▸ **Exercise prompt**: Update the entries below by replacing "pixel coords" with "pixel coordinates" wherever it appears, leaving everything else unchanged. Leave the pictures out of your output.

─── Exercise material

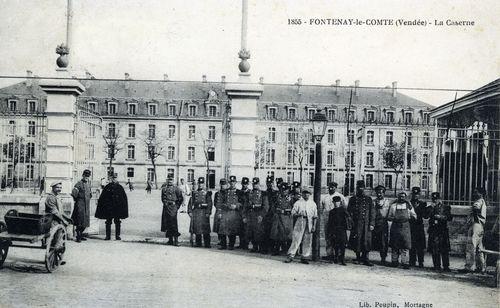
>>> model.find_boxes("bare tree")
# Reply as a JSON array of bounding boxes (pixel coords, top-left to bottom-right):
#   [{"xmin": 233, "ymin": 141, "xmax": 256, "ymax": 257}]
[
  {"xmin": 380, "ymin": 142, "xmax": 416, "ymax": 194},
  {"xmin": 140, "ymin": 129, "xmax": 165, "ymax": 189},
  {"xmin": 102, "ymin": 123, "xmax": 123, "ymax": 176}
]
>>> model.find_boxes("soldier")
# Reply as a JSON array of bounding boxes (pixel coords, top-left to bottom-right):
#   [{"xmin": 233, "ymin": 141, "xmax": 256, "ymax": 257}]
[
  {"xmin": 219, "ymin": 175, "xmax": 242, "ymax": 250},
  {"xmin": 161, "ymin": 177, "xmax": 183, "ymax": 246},
  {"xmin": 71, "ymin": 169, "xmax": 92, "ymax": 243},
  {"xmin": 246, "ymin": 177, "xmax": 269, "ymax": 252},
  {"xmin": 387, "ymin": 191, "xmax": 417, "ymax": 269},
  {"xmin": 237, "ymin": 177, "xmax": 250, "ymax": 250},
  {"xmin": 270, "ymin": 182, "xmax": 293, "ymax": 255},
  {"xmin": 260, "ymin": 176, "xmax": 276, "ymax": 253},
  {"xmin": 410, "ymin": 187, "xmax": 428, "ymax": 268},
  {"xmin": 325, "ymin": 195, "xmax": 351, "ymax": 265},
  {"xmin": 188, "ymin": 177, "xmax": 212, "ymax": 248},
  {"xmin": 321, "ymin": 182, "xmax": 347, "ymax": 261},
  {"xmin": 427, "ymin": 192, "xmax": 452, "ymax": 272},
  {"xmin": 347, "ymin": 180, "xmax": 375, "ymax": 266},
  {"xmin": 213, "ymin": 179, "xmax": 228, "ymax": 246},
  {"xmin": 95, "ymin": 173, "xmax": 128, "ymax": 241},
  {"xmin": 372, "ymin": 185, "xmax": 391, "ymax": 265}
]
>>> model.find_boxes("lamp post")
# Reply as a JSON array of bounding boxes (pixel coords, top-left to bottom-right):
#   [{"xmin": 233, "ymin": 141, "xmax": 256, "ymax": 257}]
[{"xmin": 311, "ymin": 109, "xmax": 327, "ymax": 260}]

──────

▸ **Written solution**:
>>> model.find_boxes("bare tree")
# Reply as a JSON array of bounding boxes (pixel coordinates, top-left to bottom-right):
#   [{"xmin": 233, "ymin": 141, "xmax": 256, "ymax": 257}]
[
  {"xmin": 380, "ymin": 142, "xmax": 416, "ymax": 194},
  {"xmin": 140, "ymin": 129, "xmax": 165, "ymax": 189},
  {"xmin": 102, "ymin": 123, "xmax": 123, "ymax": 176}
]
>>> model.find_boxes("soldier")
# Reply as a JSON array of bounding boxes (pixel coordinates, top-left to bottom-right):
#   [{"xmin": 233, "ymin": 141, "xmax": 256, "ymax": 257}]
[
  {"xmin": 219, "ymin": 175, "xmax": 242, "ymax": 250},
  {"xmin": 161, "ymin": 177, "xmax": 183, "ymax": 246},
  {"xmin": 71, "ymin": 169, "xmax": 92, "ymax": 243},
  {"xmin": 246, "ymin": 177, "xmax": 269, "ymax": 252},
  {"xmin": 387, "ymin": 191, "xmax": 417, "ymax": 269},
  {"xmin": 237, "ymin": 177, "xmax": 250, "ymax": 250},
  {"xmin": 270, "ymin": 182, "xmax": 293, "ymax": 255},
  {"xmin": 260, "ymin": 176, "xmax": 276, "ymax": 253},
  {"xmin": 410, "ymin": 187, "xmax": 428, "ymax": 268},
  {"xmin": 325, "ymin": 195, "xmax": 351, "ymax": 265},
  {"xmin": 188, "ymin": 177, "xmax": 212, "ymax": 248},
  {"xmin": 321, "ymin": 182, "xmax": 347, "ymax": 261},
  {"xmin": 427, "ymin": 192, "xmax": 452, "ymax": 272},
  {"xmin": 347, "ymin": 180, "xmax": 375, "ymax": 266},
  {"xmin": 213, "ymin": 179, "xmax": 228, "ymax": 246},
  {"xmin": 95, "ymin": 173, "xmax": 128, "ymax": 241},
  {"xmin": 372, "ymin": 185, "xmax": 391, "ymax": 265}
]
>>> model.find_boxes("lamp post")
# Reply as a JSON array of bounding boxes (pixel coordinates, top-left to bottom-right):
#   [{"xmin": 233, "ymin": 141, "xmax": 256, "ymax": 257}]
[{"xmin": 311, "ymin": 109, "xmax": 327, "ymax": 260}]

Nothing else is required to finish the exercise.